■ Written task: In the listing below, locate the line containing "the gorilla's head"; reproduce that line and all lines that follow it, unchanged.

Point annotation records:
○ ○ ○ ○
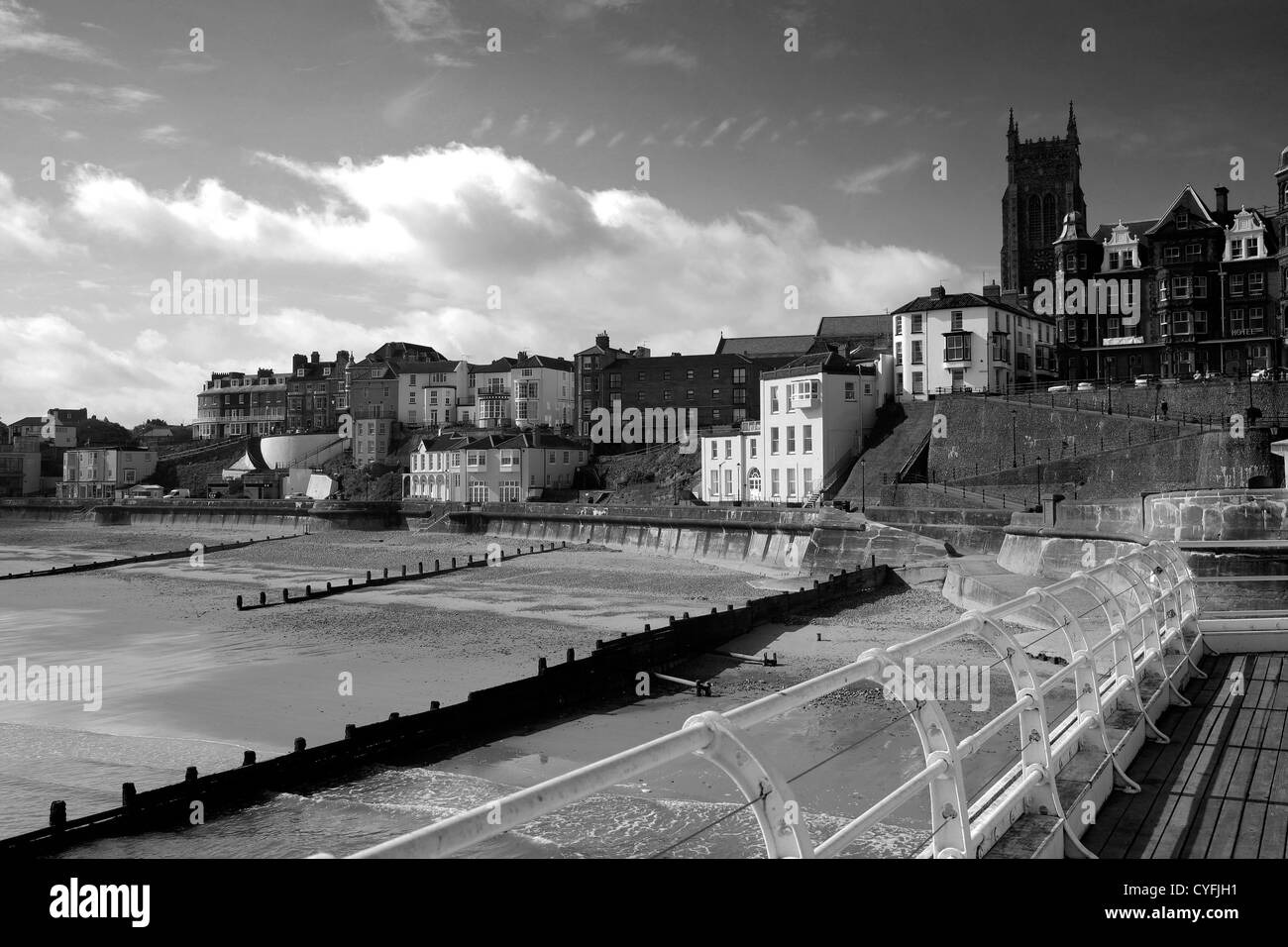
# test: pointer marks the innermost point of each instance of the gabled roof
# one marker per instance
(1133, 227)
(764, 346)
(844, 326)
(1186, 196)
(544, 363)
(502, 364)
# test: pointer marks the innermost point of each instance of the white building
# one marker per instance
(542, 390)
(815, 414)
(967, 342)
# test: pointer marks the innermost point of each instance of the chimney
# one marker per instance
(1223, 195)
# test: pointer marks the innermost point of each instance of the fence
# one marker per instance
(1155, 579)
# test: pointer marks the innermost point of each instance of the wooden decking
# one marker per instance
(1220, 789)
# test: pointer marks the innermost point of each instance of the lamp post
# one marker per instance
(1014, 451)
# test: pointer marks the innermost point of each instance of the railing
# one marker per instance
(1146, 598)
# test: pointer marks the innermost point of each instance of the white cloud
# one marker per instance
(664, 54)
(24, 224)
(21, 31)
(117, 98)
(423, 236)
(413, 21)
(165, 136)
(867, 180)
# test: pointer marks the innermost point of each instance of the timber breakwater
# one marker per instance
(610, 674)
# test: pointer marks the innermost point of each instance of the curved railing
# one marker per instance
(1146, 599)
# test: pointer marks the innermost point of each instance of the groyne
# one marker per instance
(614, 672)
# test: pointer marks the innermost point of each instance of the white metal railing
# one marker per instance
(1146, 599)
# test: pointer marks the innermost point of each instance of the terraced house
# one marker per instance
(493, 468)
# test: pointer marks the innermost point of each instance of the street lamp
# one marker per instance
(1014, 453)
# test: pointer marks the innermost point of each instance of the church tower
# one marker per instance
(1043, 183)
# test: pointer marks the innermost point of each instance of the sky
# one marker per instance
(375, 171)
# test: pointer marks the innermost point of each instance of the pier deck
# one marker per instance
(1220, 789)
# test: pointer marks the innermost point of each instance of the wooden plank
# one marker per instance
(1128, 822)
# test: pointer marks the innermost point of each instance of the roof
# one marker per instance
(840, 326)
(1133, 227)
(754, 346)
(1194, 201)
(545, 363)
(964, 300)
(542, 441)
(502, 364)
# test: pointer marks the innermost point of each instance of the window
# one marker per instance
(957, 348)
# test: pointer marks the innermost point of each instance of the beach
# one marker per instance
(189, 681)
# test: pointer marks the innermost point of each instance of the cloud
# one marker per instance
(165, 136)
(25, 226)
(867, 180)
(483, 127)
(21, 31)
(426, 234)
(750, 132)
(665, 54)
(116, 98)
(415, 21)
(31, 105)
(719, 131)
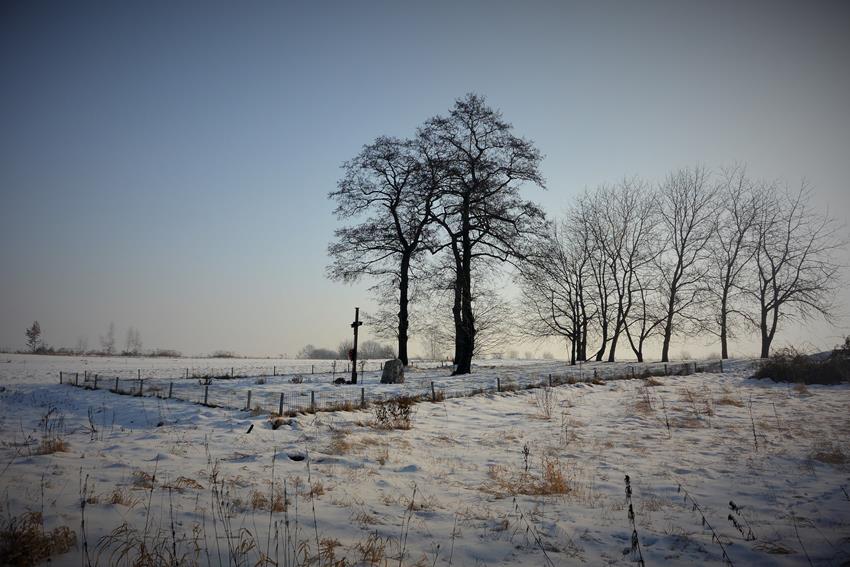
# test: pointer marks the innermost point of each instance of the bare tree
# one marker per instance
(731, 247)
(33, 335)
(583, 218)
(107, 342)
(389, 191)
(624, 229)
(480, 209)
(133, 344)
(552, 286)
(687, 212)
(795, 270)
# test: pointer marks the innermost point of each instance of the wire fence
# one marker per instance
(288, 397)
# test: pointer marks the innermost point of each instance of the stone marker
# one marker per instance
(393, 372)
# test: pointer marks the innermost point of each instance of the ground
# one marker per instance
(718, 464)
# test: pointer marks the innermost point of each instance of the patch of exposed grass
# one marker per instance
(25, 542)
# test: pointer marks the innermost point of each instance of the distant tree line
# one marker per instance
(433, 219)
(365, 351)
(696, 254)
(133, 345)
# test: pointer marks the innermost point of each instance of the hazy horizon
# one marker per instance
(166, 165)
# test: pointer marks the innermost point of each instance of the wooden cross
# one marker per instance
(355, 326)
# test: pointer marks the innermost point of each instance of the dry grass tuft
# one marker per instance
(261, 501)
(48, 446)
(122, 497)
(25, 542)
(828, 452)
(551, 480)
(339, 444)
(372, 551)
(801, 389)
(141, 479)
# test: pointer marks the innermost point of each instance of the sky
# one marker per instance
(166, 164)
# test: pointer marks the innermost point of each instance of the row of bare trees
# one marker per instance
(696, 254)
(431, 213)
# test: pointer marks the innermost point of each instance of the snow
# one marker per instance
(462, 463)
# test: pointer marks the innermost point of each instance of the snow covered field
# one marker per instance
(519, 478)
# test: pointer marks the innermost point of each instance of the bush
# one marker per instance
(394, 414)
(790, 365)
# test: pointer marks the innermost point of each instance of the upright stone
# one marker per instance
(393, 372)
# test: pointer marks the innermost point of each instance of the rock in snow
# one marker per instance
(393, 372)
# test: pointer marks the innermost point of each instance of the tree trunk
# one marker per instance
(724, 349)
(465, 340)
(601, 352)
(403, 320)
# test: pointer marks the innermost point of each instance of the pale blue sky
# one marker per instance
(166, 164)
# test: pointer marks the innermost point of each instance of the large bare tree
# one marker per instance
(480, 209)
(795, 268)
(386, 189)
(687, 213)
(731, 247)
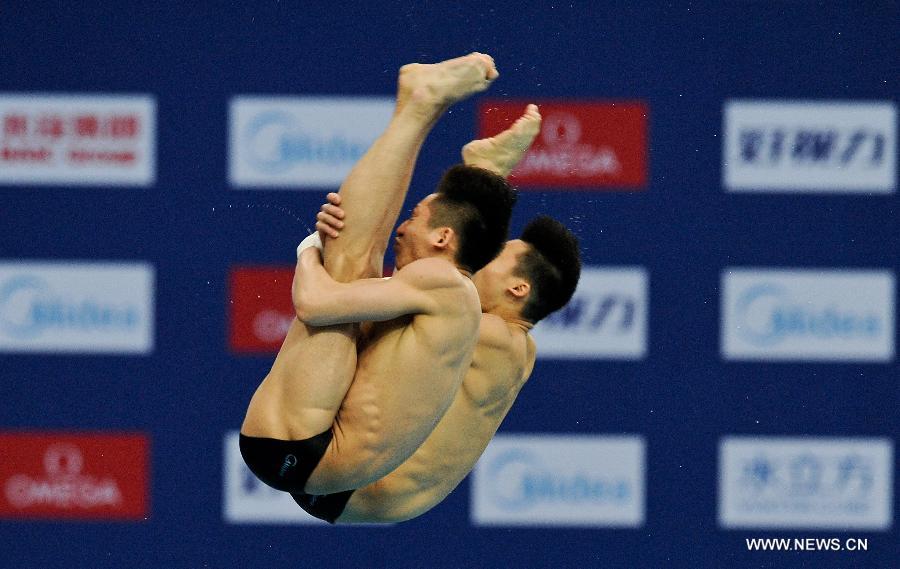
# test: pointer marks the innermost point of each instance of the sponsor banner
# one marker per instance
(247, 500)
(584, 481)
(106, 140)
(810, 146)
(812, 315)
(606, 318)
(301, 142)
(805, 482)
(74, 476)
(260, 308)
(594, 145)
(76, 307)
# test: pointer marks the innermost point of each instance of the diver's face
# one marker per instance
(494, 278)
(413, 236)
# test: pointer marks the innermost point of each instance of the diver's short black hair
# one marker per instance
(552, 265)
(477, 205)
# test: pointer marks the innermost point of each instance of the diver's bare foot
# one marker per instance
(434, 87)
(501, 153)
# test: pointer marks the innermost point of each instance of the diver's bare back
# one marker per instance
(408, 371)
(497, 373)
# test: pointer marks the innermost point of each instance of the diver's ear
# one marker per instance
(443, 236)
(520, 290)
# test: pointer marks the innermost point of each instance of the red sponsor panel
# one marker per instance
(260, 308)
(581, 145)
(51, 475)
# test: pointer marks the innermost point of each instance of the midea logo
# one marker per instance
(768, 315)
(28, 307)
(520, 481)
(275, 143)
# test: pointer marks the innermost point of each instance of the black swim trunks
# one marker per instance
(324, 506)
(284, 465)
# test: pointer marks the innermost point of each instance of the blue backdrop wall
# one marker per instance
(683, 60)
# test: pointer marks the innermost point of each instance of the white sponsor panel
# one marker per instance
(805, 482)
(579, 481)
(248, 500)
(104, 140)
(807, 315)
(76, 307)
(301, 142)
(810, 146)
(606, 318)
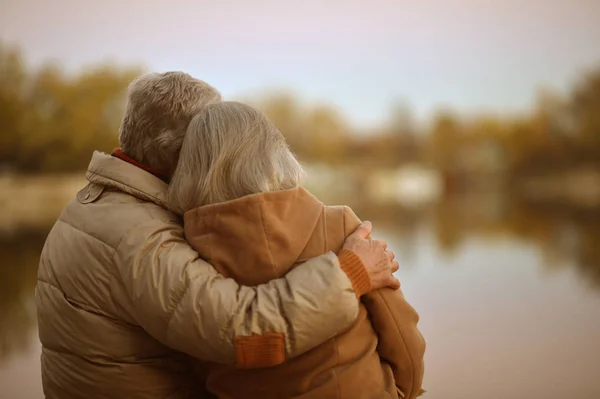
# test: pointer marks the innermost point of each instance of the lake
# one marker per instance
(508, 293)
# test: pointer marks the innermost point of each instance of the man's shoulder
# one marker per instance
(110, 214)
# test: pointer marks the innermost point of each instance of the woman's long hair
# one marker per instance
(230, 150)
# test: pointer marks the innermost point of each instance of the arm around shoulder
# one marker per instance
(184, 303)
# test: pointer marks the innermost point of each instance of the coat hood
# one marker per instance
(259, 236)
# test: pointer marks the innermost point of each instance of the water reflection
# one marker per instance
(507, 290)
(18, 272)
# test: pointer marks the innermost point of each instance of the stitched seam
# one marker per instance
(136, 190)
(85, 232)
(179, 302)
(267, 238)
(412, 364)
(79, 305)
(337, 377)
(324, 216)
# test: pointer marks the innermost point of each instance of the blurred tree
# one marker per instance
(51, 122)
(327, 135)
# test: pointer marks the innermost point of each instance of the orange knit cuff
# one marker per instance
(257, 351)
(355, 270)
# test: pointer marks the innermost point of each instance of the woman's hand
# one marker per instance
(379, 262)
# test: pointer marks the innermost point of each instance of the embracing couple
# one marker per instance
(194, 265)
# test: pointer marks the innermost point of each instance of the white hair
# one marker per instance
(230, 150)
(159, 109)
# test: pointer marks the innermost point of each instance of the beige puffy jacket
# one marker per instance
(123, 299)
(259, 238)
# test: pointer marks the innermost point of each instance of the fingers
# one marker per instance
(393, 283)
(363, 230)
(390, 255)
(395, 266)
(380, 244)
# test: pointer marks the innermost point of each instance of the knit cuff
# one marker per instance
(352, 265)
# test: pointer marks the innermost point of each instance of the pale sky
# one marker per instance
(471, 55)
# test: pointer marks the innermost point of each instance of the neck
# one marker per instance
(117, 153)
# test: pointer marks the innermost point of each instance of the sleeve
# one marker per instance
(180, 300)
(395, 321)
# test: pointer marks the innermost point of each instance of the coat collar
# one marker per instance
(113, 172)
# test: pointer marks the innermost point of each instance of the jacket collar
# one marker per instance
(114, 172)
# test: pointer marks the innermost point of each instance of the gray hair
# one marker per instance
(230, 150)
(159, 109)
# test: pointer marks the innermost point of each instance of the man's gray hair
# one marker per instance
(159, 109)
(230, 150)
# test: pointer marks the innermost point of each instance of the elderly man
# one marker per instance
(124, 303)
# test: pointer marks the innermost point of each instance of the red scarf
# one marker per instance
(117, 153)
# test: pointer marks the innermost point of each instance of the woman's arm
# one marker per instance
(395, 321)
(184, 303)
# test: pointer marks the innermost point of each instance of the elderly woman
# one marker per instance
(237, 185)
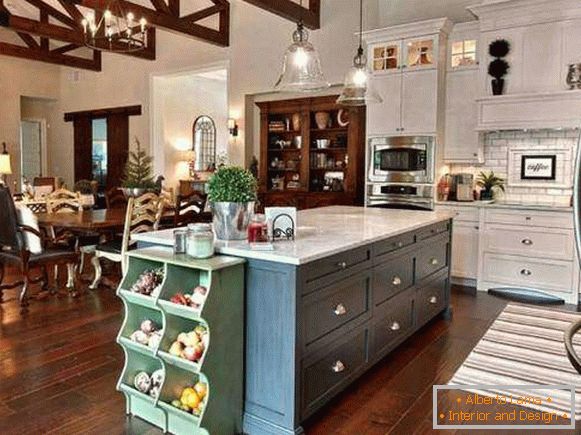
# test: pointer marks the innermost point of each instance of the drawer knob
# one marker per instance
(338, 367)
(340, 310)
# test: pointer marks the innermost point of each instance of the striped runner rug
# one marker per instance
(525, 346)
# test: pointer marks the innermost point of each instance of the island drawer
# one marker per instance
(432, 230)
(336, 305)
(431, 299)
(392, 276)
(393, 244)
(323, 377)
(432, 258)
(394, 323)
(335, 267)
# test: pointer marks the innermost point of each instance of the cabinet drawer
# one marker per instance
(431, 299)
(324, 376)
(433, 230)
(393, 325)
(393, 244)
(550, 219)
(507, 270)
(432, 258)
(336, 305)
(337, 266)
(393, 276)
(531, 241)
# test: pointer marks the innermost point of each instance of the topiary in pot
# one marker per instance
(232, 194)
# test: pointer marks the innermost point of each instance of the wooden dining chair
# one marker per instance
(114, 198)
(190, 209)
(15, 251)
(143, 214)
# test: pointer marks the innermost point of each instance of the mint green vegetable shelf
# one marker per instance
(221, 366)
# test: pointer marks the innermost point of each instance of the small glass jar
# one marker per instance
(200, 241)
(180, 241)
(258, 229)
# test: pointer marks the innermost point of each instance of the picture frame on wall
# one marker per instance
(538, 167)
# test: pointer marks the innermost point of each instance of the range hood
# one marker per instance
(529, 111)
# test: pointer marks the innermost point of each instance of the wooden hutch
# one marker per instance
(312, 153)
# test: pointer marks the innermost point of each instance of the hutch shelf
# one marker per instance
(312, 153)
(220, 367)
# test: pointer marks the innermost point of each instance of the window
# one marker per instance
(463, 53)
(99, 151)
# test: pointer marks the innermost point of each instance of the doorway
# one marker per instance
(32, 148)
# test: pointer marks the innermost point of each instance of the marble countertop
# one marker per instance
(516, 205)
(322, 232)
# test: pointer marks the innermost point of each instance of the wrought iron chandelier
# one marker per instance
(115, 30)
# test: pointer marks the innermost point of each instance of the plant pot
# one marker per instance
(231, 219)
(497, 86)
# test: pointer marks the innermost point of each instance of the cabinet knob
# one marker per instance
(338, 367)
(340, 310)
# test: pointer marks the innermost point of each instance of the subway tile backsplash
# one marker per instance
(502, 153)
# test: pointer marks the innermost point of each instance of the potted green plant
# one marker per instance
(138, 173)
(489, 183)
(232, 195)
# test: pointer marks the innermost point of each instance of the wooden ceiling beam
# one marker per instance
(292, 11)
(169, 21)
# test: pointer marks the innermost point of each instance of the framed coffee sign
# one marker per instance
(538, 167)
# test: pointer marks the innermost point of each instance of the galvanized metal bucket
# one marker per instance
(231, 219)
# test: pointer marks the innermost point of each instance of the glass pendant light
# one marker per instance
(358, 89)
(301, 68)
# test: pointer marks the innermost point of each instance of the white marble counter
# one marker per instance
(323, 232)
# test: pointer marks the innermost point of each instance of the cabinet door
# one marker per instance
(465, 250)
(462, 142)
(419, 102)
(385, 118)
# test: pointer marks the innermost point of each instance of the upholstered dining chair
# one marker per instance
(190, 208)
(23, 246)
(143, 214)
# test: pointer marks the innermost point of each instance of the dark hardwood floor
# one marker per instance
(59, 366)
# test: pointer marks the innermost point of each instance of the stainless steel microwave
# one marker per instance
(409, 159)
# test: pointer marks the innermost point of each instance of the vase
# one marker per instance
(322, 120)
(497, 86)
(231, 219)
(296, 121)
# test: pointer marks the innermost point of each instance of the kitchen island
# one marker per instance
(323, 309)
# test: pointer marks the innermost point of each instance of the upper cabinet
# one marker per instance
(408, 67)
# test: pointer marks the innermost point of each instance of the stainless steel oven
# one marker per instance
(401, 159)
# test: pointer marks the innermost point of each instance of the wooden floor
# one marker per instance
(59, 365)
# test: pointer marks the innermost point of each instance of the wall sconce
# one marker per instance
(233, 127)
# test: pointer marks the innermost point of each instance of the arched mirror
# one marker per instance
(204, 143)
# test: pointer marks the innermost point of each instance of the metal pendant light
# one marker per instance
(357, 88)
(301, 68)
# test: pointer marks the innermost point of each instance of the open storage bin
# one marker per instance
(221, 365)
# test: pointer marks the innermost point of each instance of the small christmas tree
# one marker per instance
(138, 172)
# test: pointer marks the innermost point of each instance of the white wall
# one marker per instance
(178, 101)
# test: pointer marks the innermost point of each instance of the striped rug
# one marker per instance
(524, 346)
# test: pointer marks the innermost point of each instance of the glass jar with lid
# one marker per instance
(200, 240)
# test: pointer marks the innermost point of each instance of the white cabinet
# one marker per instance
(462, 142)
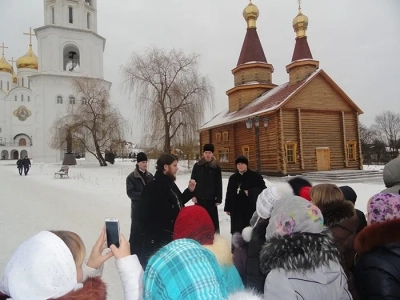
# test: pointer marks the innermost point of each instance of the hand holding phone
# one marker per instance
(112, 232)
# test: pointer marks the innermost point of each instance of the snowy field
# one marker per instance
(80, 204)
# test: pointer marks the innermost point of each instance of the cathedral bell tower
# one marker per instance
(303, 64)
(68, 42)
(253, 74)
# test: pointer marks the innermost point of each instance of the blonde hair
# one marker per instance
(74, 243)
(324, 194)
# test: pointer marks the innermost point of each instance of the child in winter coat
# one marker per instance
(377, 268)
(195, 223)
(299, 256)
(50, 265)
(184, 269)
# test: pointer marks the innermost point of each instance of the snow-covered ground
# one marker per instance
(80, 204)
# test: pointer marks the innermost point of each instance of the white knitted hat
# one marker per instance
(269, 196)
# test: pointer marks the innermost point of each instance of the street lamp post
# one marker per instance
(249, 125)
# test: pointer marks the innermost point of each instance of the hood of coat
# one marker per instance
(93, 289)
(213, 163)
(246, 294)
(337, 213)
(221, 249)
(298, 252)
(386, 234)
(391, 173)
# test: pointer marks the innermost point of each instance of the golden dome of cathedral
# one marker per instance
(29, 60)
(300, 24)
(250, 14)
(4, 65)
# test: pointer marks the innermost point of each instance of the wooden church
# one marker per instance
(306, 124)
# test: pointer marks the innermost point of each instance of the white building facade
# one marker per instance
(41, 90)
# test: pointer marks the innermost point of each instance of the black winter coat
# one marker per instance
(208, 180)
(255, 279)
(135, 184)
(377, 268)
(156, 214)
(241, 206)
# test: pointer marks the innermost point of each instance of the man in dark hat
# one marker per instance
(207, 174)
(242, 192)
(135, 183)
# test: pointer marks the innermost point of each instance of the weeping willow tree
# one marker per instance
(171, 94)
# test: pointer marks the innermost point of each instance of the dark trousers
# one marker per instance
(212, 210)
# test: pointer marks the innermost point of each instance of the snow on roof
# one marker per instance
(269, 101)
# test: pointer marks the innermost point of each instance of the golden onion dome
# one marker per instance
(4, 65)
(29, 60)
(250, 14)
(300, 24)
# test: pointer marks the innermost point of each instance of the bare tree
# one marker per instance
(171, 93)
(91, 121)
(388, 124)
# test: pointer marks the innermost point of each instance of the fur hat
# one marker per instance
(383, 207)
(184, 269)
(208, 147)
(349, 193)
(141, 157)
(269, 196)
(294, 214)
(242, 159)
(194, 222)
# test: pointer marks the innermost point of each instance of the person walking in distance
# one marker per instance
(27, 165)
(244, 186)
(135, 183)
(208, 193)
(159, 207)
(20, 165)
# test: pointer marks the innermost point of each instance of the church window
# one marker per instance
(290, 151)
(72, 100)
(52, 15)
(88, 20)
(223, 155)
(71, 58)
(70, 15)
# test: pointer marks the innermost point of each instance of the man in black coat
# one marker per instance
(244, 186)
(27, 165)
(160, 205)
(208, 193)
(135, 183)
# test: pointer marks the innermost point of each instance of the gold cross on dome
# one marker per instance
(12, 61)
(30, 35)
(2, 48)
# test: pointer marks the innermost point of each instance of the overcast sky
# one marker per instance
(356, 41)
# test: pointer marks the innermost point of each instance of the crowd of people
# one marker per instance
(292, 240)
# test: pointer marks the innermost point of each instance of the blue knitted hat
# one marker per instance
(184, 269)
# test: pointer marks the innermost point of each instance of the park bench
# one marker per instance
(62, 173)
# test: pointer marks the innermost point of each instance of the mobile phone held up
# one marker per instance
(112, 232)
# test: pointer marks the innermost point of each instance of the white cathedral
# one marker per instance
(40, 89)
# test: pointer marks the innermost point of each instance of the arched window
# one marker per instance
(52, 15)
(88, 20)
(71, 58)
(70, 15)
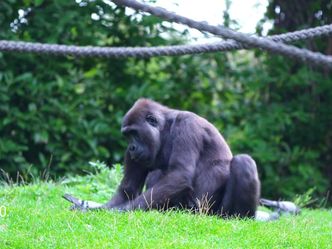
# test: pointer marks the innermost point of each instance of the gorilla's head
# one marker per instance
(142, 126)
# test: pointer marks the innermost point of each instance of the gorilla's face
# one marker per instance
(141, 126)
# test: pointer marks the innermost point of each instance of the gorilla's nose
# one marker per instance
(132, 148)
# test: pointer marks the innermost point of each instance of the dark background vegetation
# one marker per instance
(61, 112)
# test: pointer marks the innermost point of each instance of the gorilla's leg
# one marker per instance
(153, 177)
(242, 190)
○ ○ ○ ○
■ Worked solution:
# test: pointer marks the innermost point of each instance of the gorilla's head
# one marker per instance
(142, 126)
# test: pointer marks the innermost point of each instance of the gorilla's face
# one marker per instance
(141, 126)
# test: pointer marks the innermost point of each instance of the gorilla's nose
# one marker per instance
(132, 148)
# test: pointer marks the innermost point of each instance of the dark background vegetation
# one marker per instance
(61, 112)
# test: pointer marks the innermost point of each instance of the gorilla's leg
# one marker per instance
(153, 177)
(242, 190)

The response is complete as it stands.